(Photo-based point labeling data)
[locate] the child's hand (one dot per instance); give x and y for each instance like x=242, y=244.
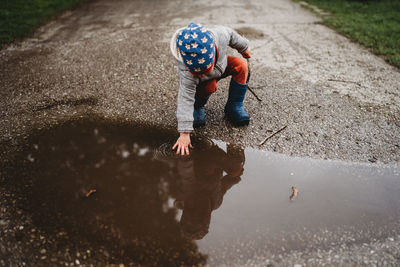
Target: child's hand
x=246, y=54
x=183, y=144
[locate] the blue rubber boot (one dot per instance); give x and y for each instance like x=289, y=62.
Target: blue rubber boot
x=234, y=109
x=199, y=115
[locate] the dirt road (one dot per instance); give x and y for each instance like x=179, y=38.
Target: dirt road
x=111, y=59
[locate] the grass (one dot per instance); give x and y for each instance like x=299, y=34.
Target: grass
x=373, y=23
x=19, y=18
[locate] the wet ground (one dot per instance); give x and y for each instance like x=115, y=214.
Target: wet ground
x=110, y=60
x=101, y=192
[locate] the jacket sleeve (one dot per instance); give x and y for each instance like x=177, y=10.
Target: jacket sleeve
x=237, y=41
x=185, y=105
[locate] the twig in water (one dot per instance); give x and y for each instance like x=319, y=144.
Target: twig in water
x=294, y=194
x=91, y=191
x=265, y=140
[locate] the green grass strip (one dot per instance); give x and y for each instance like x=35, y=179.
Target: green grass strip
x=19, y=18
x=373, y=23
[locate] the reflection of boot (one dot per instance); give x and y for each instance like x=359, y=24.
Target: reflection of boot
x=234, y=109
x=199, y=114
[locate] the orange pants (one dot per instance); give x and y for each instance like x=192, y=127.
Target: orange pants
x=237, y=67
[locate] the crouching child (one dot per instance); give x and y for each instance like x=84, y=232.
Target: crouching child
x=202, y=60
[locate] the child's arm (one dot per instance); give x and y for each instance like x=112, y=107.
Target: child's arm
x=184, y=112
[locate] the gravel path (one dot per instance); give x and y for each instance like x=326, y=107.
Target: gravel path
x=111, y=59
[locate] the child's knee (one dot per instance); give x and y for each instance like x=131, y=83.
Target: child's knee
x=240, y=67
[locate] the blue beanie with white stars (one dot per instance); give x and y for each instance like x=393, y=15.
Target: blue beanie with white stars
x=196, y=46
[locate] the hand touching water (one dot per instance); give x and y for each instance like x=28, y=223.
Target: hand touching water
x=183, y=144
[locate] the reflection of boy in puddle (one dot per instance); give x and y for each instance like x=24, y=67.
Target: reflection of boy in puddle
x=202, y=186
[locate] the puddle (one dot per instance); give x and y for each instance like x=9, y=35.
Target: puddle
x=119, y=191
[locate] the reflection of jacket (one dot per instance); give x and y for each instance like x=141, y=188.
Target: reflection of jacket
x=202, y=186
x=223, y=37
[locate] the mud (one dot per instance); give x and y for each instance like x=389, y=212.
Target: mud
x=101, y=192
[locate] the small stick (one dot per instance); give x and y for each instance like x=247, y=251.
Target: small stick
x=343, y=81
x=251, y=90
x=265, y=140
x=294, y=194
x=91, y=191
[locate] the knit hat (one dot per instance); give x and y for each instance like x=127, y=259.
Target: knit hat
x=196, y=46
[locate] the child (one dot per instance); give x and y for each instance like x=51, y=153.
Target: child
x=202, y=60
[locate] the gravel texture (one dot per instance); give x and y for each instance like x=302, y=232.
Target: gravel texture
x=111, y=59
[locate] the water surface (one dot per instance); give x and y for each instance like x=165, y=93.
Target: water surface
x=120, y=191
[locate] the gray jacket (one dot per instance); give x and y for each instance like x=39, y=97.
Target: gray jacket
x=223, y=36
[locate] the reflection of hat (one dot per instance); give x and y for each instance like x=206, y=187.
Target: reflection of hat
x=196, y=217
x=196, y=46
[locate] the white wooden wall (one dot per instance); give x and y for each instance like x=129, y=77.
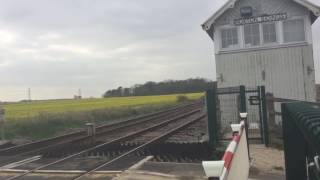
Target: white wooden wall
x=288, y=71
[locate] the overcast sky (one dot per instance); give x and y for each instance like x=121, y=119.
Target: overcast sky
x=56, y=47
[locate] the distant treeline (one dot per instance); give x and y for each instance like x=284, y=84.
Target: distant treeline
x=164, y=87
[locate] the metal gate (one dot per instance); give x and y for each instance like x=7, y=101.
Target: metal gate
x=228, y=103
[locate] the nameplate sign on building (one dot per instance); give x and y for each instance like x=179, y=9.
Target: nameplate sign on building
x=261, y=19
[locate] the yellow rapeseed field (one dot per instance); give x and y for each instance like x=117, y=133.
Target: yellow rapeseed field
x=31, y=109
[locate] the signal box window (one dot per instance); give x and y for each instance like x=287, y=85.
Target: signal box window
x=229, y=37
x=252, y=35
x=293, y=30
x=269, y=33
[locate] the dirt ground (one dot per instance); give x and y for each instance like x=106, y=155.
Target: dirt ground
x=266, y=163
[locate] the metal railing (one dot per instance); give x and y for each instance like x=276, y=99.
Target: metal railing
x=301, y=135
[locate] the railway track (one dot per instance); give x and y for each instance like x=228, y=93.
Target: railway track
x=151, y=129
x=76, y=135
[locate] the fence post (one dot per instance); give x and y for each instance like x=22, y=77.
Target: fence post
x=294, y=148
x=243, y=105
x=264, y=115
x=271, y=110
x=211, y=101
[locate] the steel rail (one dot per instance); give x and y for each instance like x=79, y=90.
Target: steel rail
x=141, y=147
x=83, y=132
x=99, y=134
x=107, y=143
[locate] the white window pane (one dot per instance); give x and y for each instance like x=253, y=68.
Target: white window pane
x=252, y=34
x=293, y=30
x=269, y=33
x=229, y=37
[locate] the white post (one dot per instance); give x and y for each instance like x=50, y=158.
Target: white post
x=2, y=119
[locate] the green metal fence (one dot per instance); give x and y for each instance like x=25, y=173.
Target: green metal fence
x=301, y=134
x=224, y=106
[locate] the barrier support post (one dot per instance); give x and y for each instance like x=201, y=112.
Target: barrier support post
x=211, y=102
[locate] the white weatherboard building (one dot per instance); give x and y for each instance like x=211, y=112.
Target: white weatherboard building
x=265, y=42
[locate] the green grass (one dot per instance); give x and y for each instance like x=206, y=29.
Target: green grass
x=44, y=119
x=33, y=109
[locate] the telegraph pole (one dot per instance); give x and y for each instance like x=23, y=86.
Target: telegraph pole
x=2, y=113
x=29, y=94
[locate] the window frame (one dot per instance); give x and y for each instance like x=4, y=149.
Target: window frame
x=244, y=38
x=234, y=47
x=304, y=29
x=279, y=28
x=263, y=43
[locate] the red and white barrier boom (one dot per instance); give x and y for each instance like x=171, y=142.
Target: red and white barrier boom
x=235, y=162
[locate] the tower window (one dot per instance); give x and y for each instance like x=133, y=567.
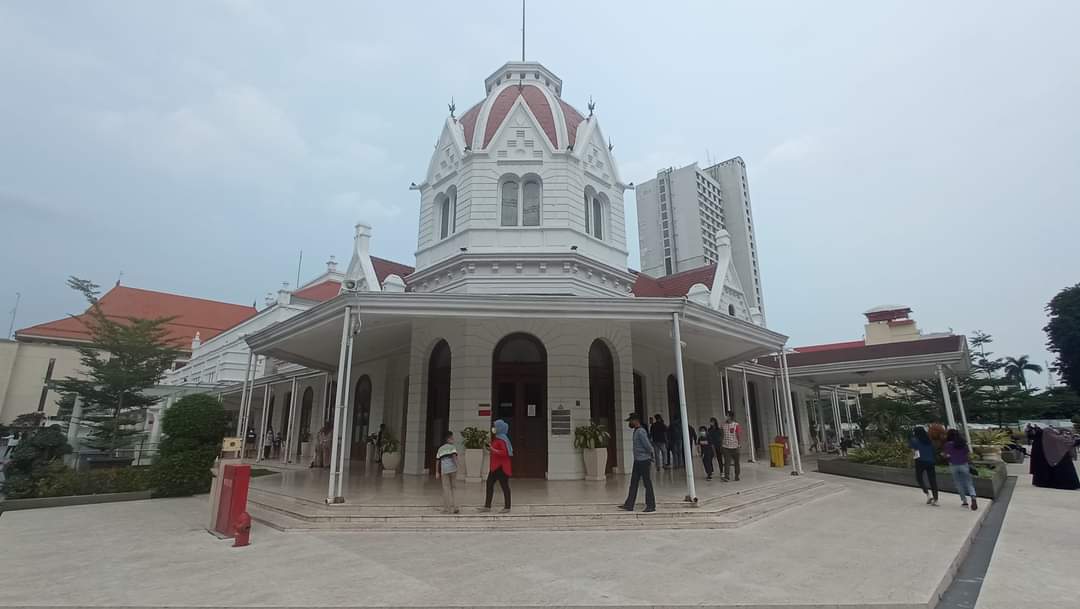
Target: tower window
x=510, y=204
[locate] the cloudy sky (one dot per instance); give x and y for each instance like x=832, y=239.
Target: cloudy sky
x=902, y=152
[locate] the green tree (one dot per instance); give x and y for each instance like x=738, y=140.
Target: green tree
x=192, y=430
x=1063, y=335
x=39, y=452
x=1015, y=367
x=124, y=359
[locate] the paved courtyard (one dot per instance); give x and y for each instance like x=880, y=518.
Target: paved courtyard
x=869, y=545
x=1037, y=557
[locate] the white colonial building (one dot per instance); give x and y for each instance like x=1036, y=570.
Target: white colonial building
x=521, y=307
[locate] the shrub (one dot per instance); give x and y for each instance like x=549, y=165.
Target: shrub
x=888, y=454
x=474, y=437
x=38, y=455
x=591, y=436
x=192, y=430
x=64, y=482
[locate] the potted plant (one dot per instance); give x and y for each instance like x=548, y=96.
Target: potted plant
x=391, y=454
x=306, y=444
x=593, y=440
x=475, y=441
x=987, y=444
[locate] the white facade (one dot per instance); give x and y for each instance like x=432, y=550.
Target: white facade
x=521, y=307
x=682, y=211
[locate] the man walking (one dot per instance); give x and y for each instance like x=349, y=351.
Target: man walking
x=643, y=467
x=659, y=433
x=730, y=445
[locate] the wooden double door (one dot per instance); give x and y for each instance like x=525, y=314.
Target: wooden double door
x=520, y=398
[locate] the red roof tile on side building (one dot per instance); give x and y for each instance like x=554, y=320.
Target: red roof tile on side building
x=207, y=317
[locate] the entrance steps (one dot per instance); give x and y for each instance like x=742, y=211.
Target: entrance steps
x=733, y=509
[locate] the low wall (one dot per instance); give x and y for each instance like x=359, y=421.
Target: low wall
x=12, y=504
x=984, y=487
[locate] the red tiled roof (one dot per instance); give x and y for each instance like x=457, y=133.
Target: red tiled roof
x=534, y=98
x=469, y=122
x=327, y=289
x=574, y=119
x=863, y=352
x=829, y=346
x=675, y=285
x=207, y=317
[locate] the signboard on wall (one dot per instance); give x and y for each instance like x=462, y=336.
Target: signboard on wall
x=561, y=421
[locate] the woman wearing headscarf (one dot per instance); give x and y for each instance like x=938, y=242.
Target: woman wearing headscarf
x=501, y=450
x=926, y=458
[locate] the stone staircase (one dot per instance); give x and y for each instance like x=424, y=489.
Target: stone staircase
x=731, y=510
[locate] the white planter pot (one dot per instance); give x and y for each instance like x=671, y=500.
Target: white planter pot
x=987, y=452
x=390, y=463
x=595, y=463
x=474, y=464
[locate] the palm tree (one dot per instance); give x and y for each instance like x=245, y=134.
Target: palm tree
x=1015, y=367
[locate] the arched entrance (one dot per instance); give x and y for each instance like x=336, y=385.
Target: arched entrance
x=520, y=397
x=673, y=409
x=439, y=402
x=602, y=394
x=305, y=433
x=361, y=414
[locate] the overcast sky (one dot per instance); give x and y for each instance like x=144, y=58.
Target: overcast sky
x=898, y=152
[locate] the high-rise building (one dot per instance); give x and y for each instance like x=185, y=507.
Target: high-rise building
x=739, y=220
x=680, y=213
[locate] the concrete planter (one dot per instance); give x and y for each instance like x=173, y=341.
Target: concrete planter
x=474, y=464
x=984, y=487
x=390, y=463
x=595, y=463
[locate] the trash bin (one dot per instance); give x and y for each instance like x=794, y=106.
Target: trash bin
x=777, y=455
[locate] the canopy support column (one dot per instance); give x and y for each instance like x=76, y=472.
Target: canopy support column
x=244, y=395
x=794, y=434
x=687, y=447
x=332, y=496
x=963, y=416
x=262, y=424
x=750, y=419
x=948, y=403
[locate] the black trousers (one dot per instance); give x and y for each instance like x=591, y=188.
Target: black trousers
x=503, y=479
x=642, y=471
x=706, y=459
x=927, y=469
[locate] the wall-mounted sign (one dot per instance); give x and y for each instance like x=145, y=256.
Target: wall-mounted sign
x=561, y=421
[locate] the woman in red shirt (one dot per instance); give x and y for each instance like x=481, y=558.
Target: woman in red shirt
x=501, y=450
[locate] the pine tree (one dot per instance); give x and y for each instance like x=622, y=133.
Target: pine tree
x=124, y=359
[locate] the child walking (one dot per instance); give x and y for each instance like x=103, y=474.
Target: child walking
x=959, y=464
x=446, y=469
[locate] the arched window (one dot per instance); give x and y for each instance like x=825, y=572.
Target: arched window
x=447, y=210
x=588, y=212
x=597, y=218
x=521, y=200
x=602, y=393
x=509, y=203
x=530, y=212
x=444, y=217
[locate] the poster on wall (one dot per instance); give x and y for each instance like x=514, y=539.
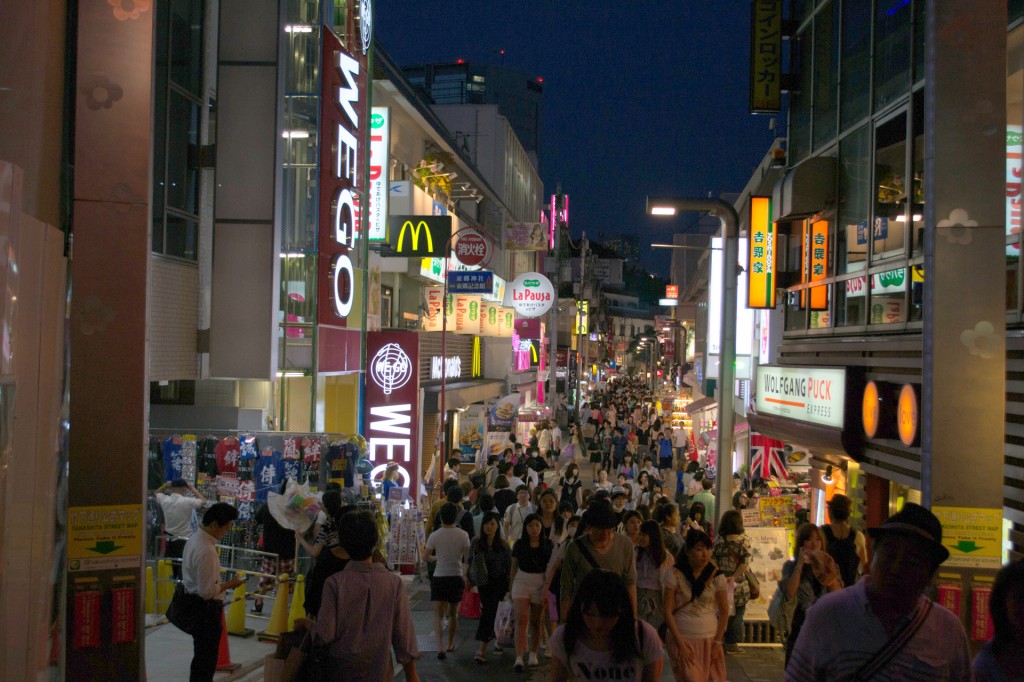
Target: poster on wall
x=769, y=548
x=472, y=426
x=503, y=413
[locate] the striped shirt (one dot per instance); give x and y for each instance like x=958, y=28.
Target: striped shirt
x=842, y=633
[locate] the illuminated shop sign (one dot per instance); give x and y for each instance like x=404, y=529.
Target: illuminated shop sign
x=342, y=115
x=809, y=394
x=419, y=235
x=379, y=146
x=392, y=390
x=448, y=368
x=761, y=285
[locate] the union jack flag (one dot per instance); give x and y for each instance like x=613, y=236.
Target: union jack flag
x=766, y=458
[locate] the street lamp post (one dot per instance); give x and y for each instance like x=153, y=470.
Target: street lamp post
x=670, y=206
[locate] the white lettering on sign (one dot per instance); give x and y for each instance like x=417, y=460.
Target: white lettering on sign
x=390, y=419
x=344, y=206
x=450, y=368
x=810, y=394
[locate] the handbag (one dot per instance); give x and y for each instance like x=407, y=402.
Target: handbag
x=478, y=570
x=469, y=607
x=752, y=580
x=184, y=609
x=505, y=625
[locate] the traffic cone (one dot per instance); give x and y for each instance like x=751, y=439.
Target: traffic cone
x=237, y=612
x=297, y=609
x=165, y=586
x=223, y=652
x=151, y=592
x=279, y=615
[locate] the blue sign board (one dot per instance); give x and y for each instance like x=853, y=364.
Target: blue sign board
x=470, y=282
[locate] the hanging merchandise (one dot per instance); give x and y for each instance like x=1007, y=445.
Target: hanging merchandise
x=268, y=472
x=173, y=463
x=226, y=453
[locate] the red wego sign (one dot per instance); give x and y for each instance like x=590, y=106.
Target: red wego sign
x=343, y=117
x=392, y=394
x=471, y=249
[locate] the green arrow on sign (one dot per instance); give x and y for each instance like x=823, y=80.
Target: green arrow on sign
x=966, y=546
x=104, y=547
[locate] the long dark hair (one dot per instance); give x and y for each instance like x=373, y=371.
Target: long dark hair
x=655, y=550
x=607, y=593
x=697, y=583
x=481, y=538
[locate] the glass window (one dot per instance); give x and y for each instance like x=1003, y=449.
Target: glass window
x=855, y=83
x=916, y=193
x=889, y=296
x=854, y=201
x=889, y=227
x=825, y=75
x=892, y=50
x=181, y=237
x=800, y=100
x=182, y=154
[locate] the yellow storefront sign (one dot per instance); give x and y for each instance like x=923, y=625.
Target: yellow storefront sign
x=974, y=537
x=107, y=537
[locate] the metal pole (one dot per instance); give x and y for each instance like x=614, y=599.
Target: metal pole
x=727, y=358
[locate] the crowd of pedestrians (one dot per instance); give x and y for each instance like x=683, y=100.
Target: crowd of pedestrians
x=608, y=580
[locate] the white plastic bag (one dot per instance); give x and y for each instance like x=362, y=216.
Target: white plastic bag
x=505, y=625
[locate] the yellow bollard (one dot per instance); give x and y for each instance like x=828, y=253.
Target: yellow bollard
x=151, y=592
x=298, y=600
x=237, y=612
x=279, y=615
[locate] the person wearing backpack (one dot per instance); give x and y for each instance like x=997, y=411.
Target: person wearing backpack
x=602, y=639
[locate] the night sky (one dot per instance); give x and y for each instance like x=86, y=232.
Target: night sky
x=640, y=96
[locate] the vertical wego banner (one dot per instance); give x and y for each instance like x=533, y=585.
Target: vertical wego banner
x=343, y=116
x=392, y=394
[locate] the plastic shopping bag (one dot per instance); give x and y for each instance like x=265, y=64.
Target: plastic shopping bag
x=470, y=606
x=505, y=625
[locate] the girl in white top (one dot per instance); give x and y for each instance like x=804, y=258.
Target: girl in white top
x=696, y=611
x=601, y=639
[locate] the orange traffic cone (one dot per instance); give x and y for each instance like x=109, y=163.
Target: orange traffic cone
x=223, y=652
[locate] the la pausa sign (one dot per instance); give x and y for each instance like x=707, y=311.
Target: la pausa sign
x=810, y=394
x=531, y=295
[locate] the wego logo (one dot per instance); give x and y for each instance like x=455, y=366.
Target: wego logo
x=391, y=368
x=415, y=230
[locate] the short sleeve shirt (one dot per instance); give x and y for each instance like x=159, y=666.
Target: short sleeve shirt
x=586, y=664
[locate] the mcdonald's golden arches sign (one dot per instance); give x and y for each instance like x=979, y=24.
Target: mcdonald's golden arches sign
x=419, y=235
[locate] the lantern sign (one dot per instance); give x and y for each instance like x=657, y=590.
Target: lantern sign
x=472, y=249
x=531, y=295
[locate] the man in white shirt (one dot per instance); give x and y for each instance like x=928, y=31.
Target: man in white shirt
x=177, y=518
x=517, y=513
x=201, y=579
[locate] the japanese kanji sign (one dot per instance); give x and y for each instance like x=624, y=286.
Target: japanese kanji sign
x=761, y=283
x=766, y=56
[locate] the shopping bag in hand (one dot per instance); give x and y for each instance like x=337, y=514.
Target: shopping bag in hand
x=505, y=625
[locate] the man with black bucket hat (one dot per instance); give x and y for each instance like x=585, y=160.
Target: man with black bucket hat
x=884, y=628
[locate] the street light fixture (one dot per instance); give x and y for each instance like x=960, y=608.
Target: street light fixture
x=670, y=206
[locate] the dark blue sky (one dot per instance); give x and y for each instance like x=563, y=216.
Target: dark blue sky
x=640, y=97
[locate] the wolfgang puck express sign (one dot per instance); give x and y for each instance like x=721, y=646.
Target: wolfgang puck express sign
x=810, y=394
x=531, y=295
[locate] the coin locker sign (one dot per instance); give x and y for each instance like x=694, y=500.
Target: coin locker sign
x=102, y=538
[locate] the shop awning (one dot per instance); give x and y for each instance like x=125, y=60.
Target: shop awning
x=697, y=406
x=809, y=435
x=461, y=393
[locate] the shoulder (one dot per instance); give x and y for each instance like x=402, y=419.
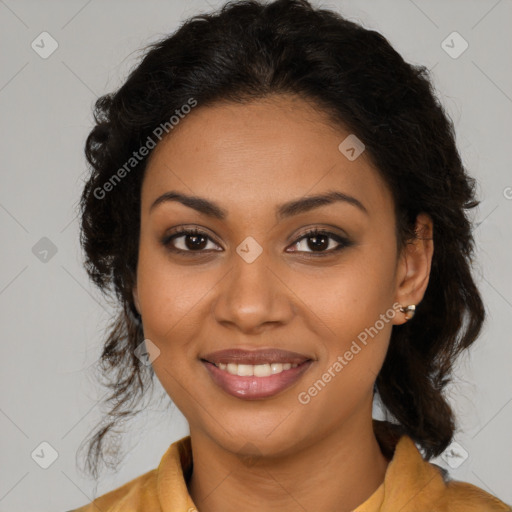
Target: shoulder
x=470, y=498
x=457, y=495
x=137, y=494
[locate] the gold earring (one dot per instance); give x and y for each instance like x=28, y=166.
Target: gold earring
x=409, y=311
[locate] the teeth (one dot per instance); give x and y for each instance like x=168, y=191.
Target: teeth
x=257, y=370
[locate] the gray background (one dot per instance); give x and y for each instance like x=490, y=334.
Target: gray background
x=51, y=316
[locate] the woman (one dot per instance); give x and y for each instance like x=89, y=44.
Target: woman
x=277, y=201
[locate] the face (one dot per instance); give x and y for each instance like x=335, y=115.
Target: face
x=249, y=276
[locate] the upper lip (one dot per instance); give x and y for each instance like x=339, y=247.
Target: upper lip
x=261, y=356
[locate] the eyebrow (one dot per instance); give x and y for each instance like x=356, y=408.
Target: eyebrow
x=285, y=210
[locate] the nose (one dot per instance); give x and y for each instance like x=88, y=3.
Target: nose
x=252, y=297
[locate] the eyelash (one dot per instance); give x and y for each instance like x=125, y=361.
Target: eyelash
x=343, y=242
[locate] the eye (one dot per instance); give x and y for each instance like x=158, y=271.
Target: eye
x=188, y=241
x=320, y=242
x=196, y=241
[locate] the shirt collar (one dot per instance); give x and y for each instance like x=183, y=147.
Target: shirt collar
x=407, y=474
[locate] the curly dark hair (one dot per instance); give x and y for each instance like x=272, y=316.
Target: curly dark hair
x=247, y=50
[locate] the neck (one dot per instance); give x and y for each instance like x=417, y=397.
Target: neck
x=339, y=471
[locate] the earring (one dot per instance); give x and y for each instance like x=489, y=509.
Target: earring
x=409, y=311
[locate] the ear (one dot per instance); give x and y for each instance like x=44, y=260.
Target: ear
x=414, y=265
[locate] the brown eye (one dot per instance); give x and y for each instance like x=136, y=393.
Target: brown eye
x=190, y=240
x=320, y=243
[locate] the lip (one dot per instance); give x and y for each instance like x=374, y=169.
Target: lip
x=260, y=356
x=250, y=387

What you are asked to do: Arrange the stretch of items from the line containing "[locate] the knit" through the line containing "x=301, y=135" as a numbered list, with both of those lines included. Skip blank lines and leave the pictures out.

Output below:
1. [locate] the knit hat (one dot per instance); give x and y for each instance like x=127, y=259.
2. Target: knit hat
3. x=196, y=46
4. [locate] the child (one dot per instance); give x and y for each instance like x=51, y=153.
5. Target: child
6. x=202, y=60
7. [locate] the gravel texture (one dot per instance); give x and y for each instance like x=302, y=232.
8. Target: gravel texture
9. x=111, y=59
10. [locate] the water surface (one dot per instance); give x and y for each instance like x=165, y=93.
11. Target: water surface
12. x=120, y=191
13. [locate] the gray jacket (one dot per instance); give x and y for each instance like x=39, y=97.
14. Target: gray jacket
15. x=223, y=36
16. [locate] the reflection of hat (one dot per instance); give x and y for each instance like x=206, y=187.
17. Target: reflection of hat
18. x=196, y=217
19. x=196, y=46
20. [locate] the white wooden wall (one dot per instance); give x and y for each instance like x=129, y=77.
21. Target: white wooden wall
22. x=288, y=71
23. [locate] the overcast sky (one dot per instance); give x and y for each instance like x=121, y=119.
24. Target: overcast sky
25. x=56, y=47
26. [locate] the distant treeline (one dot per instance); give x and y for each instance like x=284, y=84.
27. Target: distant treeline
28. x=164, y=87
29. [locate] the metal gate (one dot per instance); give x and y for each instance like x=7, y=101.
30. Target: metal gate
31. x=228, y=103
32. [locate] the nameplate sign on building (one dot per instance); give x and y for each instance like x=179, y=9.
33. Target: nameplate sign on building
34. x=261, y=19
35. [locate] the yellow rapeseed field (one dot per instance); give x and y for each instance like x=117, y=133.
36. Target: yellow rapeseed field
37. x=31, y=109
38. [locate] the signal box window (one dot per instance); give x and y for each instance like x=287, y=85.
39. Target: signal box window
40. x=229, y=37
41. x=252, y=35
42. x=293, y=30
43. x=269, y=33
44. [locate] the dirt ground (one dot per instance); give x and y for each instance like x=106, y=155.
45. Target: dirt ground
46. x=266, y=163
47. [locate] the metal railing (one dot per instance); give x and y for each instance like x=276, y=99.
48. Target: metal railing
49. x=301, y=135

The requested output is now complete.